## Start DATA LINES

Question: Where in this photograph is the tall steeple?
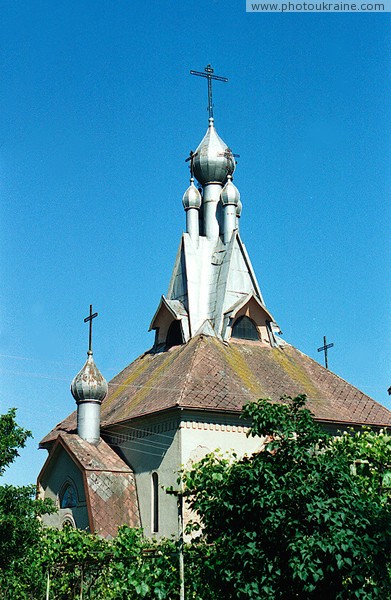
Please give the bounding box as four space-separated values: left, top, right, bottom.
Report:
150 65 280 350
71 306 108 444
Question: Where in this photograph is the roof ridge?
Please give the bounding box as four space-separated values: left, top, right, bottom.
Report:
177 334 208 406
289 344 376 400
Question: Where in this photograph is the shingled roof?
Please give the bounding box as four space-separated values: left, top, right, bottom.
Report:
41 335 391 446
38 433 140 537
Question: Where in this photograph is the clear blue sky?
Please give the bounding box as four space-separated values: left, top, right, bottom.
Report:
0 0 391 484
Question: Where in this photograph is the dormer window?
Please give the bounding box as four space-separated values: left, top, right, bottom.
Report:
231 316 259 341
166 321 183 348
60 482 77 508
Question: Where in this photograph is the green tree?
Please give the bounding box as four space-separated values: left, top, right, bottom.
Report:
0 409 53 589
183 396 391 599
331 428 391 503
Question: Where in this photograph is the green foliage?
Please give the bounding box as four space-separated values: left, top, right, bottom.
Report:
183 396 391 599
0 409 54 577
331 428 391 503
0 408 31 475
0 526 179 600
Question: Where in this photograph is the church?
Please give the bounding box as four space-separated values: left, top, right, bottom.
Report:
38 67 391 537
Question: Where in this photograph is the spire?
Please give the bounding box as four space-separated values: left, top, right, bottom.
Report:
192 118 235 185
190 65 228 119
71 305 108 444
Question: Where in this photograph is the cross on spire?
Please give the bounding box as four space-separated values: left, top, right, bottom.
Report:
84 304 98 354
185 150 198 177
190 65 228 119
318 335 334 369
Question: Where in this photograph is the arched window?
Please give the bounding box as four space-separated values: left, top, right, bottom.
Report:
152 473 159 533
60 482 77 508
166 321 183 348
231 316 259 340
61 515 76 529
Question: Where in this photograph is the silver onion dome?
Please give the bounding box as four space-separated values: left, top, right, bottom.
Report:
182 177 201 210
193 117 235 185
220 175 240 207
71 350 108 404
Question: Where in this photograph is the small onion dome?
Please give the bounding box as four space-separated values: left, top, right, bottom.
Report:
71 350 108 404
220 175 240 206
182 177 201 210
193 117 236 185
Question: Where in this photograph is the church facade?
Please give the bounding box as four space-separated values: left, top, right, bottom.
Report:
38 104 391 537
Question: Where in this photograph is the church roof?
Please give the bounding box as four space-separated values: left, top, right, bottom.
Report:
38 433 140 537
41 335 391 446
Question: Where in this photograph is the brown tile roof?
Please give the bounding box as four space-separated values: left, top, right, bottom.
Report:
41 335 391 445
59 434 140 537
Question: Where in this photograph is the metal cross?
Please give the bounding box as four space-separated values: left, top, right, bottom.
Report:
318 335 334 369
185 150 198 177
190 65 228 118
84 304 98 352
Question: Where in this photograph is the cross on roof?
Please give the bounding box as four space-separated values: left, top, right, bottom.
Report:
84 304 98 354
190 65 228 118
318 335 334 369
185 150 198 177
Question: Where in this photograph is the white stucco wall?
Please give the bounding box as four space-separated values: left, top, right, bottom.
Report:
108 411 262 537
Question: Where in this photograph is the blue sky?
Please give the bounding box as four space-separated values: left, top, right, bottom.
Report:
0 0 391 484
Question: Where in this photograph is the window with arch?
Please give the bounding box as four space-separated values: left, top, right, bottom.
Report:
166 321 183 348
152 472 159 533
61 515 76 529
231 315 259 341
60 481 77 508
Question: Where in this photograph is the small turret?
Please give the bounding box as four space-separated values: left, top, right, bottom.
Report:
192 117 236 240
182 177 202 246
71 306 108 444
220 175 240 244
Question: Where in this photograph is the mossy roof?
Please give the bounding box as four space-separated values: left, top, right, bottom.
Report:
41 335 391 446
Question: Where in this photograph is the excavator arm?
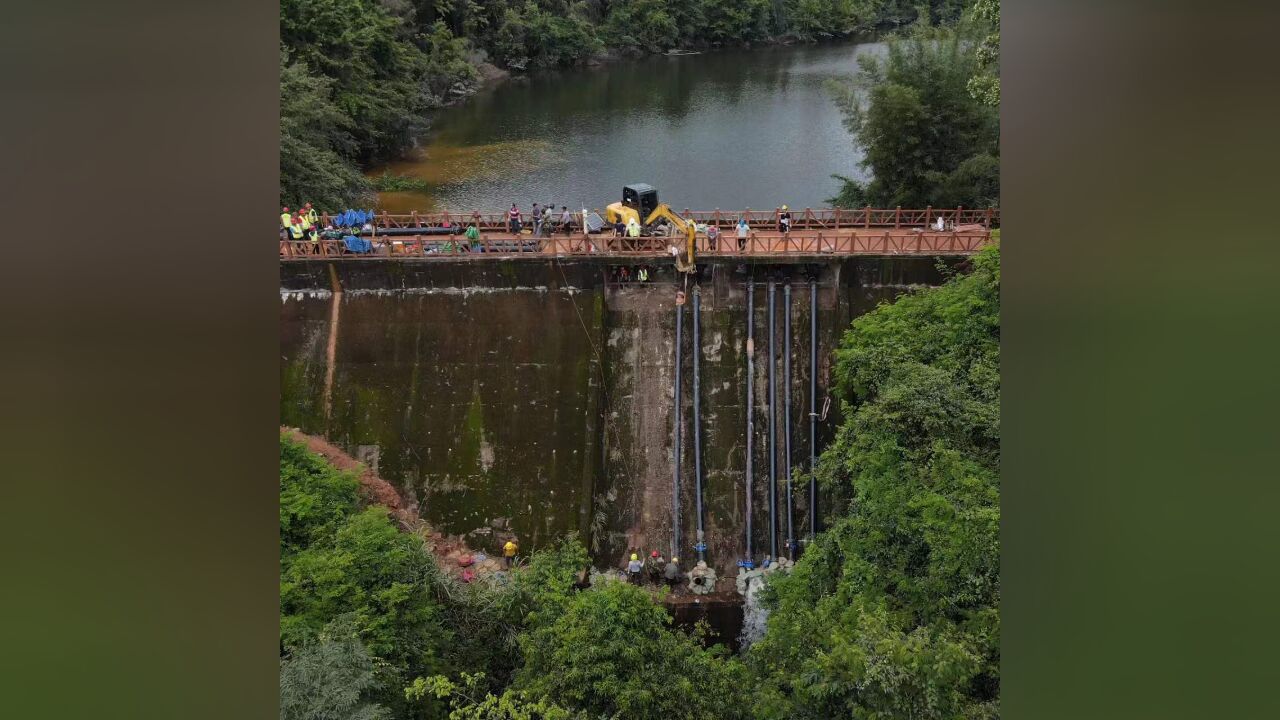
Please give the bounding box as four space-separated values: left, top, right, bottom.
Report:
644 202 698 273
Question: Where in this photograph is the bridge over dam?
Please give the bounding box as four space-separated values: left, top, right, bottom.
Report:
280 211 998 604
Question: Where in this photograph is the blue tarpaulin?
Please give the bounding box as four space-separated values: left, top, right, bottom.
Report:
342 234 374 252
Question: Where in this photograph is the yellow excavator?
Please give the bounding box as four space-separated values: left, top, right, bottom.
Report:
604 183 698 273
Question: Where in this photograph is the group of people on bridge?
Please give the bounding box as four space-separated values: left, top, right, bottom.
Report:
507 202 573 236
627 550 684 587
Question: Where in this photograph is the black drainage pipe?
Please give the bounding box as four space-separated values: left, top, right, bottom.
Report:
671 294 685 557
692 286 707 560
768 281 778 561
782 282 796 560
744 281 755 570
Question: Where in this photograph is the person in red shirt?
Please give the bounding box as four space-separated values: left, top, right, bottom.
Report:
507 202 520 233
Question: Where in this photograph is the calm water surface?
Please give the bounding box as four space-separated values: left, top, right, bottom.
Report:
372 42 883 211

## End DATA LINES

§ EXERCISE TASK:
Rewrite the items from their start through the line containing "289 344 376 400", inclusive, changing every "Report" to "Output" and leaving all else unchanged. Omit the pictures.

§ RESPONSE:
Question: Where in this photograph is the tall steeple?
Please give the bounding box as four space-separated values: left, top, right, bottom.
Output:
150 65 280 350
71 306 108 444
Question: Where in this photograph is the roof ridge?
Please give the bounding box as four space-separated values: left, top, right, bottom.
Output:
177 334 208 406
289 344 376 400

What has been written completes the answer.